The tasks:
1: Decide whether each statement agrees with the solution on Arrhenius bases, answering yes or no and quoting the words of the text that settle it: (a) Arrhenius bases raise the hydroxide ion concentration when dissolved in water. (b) Arsenic acid is classed as a base. (c) Barium hydroxide dissociates in water into barium ions and hydroxide ions.
2: Print everything in the solution on Arrhenius bases from "Arrhenius bases are compounds" down to "donates protons (H+).", word for word.

Extract:

+ + +

Which of the following are Arrhenius bases? (a) \(\mathrm{H}_{3} \mathrm{~A} \mathrm{sO}_{4}\) (b) \(\mathrm{Ba}(\mathrm{OH})_{2}\) (c) \(\mathrm{HClO}\) (d) KOH

Short Answer

Expert verified
The Arrhenius bases are \(\mathrm{Ba}(\mathrm{OH})_{2}\) and KOH.

Step by step solution

01

Understanding Arrhenius Bases

Arrhenius bases are compounds that, when dissolved in water, increase the concentration of hydroxide ions (OH^-).
02

Analyze \(\mathrm{H}_{3} \mathrm{~A} \mathrm{sO}_{4}\)

This is arsenic acid, which is an acid, not a base as it donates protons (H+).
03

Analyze \(\mathrm{Ba}(\mathrm{OH})_{2}\)

Barium hydroxide is an Arrhenius base because it dissociates in water to produce barium ions (Ba^{2+}) and hydroxide ions (OH^-). \[\mathrm{Ba}(\mathrm{OH})_{2} \rightarrow \mathrm{Ba}^{2+} + 2\mathrm{OH}^{-}\]
04

Analyze \(\mathrm{HClO}\)

+ + +

Stored records:
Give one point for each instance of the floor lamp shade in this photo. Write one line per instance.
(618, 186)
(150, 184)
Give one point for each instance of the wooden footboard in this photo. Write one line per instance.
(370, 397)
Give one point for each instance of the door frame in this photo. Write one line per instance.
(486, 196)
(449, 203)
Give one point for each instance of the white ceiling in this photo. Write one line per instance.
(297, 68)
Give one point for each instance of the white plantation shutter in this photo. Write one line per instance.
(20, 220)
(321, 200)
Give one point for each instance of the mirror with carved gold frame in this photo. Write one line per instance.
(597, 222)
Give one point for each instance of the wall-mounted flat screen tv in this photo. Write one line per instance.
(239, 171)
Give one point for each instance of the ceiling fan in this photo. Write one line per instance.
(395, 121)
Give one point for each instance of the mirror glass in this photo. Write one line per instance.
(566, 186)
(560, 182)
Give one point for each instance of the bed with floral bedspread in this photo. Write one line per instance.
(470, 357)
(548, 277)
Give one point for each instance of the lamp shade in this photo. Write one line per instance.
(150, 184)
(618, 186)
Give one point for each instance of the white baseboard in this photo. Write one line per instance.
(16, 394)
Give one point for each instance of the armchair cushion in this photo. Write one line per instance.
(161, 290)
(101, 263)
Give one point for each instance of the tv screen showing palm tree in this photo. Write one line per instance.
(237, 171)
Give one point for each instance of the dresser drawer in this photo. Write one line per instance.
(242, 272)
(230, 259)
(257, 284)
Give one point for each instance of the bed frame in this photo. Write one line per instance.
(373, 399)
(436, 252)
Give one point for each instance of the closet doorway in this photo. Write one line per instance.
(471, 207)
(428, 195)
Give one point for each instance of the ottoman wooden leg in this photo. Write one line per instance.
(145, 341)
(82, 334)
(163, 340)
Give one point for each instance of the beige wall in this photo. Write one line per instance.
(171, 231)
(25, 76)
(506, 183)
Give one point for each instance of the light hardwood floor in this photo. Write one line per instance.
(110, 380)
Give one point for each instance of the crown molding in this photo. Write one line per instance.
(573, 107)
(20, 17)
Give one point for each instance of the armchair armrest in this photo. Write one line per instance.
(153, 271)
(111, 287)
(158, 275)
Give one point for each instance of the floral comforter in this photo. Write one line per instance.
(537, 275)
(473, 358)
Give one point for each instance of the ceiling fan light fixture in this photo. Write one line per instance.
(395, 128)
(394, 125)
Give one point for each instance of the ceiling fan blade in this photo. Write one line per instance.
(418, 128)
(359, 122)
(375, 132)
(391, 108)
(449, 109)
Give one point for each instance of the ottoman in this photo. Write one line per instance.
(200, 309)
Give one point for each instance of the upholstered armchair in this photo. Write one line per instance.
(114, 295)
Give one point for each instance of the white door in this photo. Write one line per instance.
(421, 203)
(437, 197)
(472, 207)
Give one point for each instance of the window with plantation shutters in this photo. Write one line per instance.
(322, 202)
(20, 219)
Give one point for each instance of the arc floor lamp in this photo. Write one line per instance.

+ + +

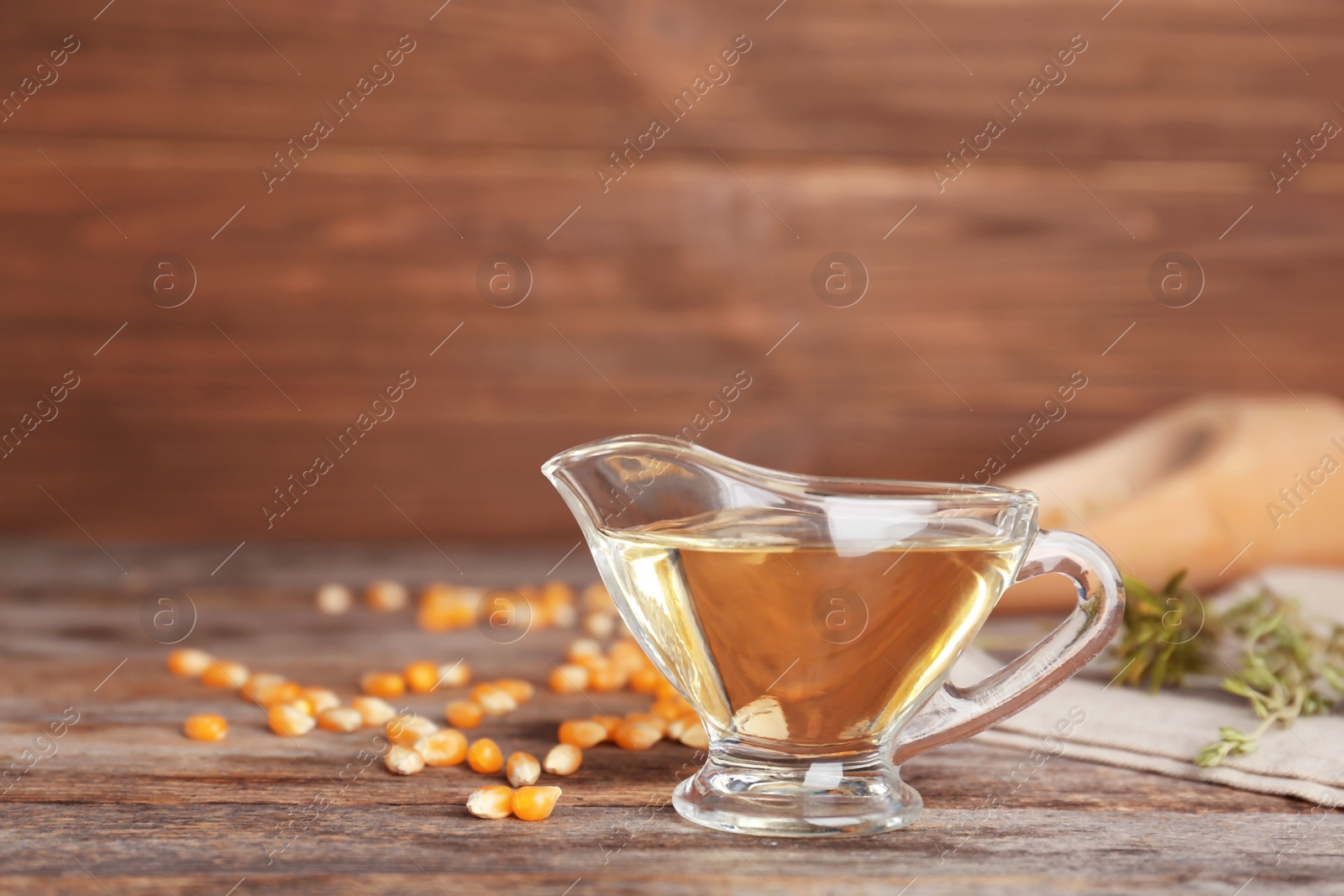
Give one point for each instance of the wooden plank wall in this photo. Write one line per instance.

+ + +

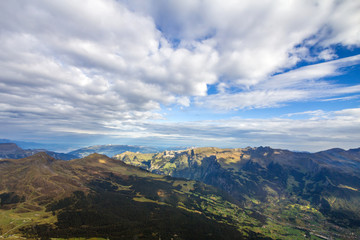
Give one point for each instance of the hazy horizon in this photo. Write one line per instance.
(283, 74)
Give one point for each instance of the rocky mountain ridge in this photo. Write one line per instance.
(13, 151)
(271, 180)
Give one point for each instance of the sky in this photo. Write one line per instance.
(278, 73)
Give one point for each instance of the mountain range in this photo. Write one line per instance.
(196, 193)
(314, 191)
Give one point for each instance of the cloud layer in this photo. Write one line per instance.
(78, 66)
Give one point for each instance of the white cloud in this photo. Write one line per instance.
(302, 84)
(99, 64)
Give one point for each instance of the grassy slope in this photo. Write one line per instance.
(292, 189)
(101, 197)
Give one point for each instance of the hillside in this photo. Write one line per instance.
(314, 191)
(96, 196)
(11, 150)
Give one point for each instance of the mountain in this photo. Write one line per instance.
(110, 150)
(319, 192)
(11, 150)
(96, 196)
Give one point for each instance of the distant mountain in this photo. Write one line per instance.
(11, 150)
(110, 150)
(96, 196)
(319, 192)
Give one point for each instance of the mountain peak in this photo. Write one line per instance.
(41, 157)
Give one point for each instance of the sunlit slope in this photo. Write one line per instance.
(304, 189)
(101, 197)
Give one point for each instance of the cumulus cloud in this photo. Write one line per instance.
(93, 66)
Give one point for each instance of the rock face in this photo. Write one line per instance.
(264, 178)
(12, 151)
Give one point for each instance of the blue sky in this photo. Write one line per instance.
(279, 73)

+ + +

Answers to the tasks:
1:
(a) Yes: "Arrhenius bases are compounds that, when dissolved in water, increase the concentration of hydroxide ions (OH^-)."
(b) No: "This is arsenic acid, which is an acid, not a base as it donates protons (H+)."
(c) Yes: "it dissociates in water to produce barium ions (Ba^{2+}) and hydroxide ions (OH^-)"

2:
Arrhenius bases are compounds that, when dissolved in water, increase the concentration of hydroxide ions (OH^-).
02

Analyze \(\mathrm{H}_{3} \mathrm{~A} \mathrm{sO}_{4}\)

This is arsenic acid, which is an acid, not a base as it donates protons (H+).